_Excerpts from a detection dataset_
-- -- --

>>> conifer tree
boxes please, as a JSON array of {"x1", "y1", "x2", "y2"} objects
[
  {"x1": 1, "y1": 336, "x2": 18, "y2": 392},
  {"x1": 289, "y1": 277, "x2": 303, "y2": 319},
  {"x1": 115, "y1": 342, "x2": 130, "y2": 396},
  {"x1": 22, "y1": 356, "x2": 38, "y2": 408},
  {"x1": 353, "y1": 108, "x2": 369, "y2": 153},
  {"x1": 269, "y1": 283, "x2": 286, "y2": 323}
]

-- -- --

_THE EXERCISE_
Quote every one of these records verbatim, line for line.

_ANSWER TO THE TASK_
>>> conifer tree
boxes please, as a JSON array of {"x1", "y1", "x2", "y2"} objects
[
  {"x1": 1, "y1": 336, "x2": 18, "y2": 392},
  {"x1": 289, "y1": 277, "x2": 303, "y2": 319},
  {"x1": 115, "y1": 342, "x2": 130, "y2": 396},
  {"x1": 22, "y1": 356, "x2": 38, "y2": 408},
  {"x1": 353, "y1": 108, "x2": 369, "y2": 153},
  {"x1": 269, "y1": 283, "x2": 286, "y2": 323}
]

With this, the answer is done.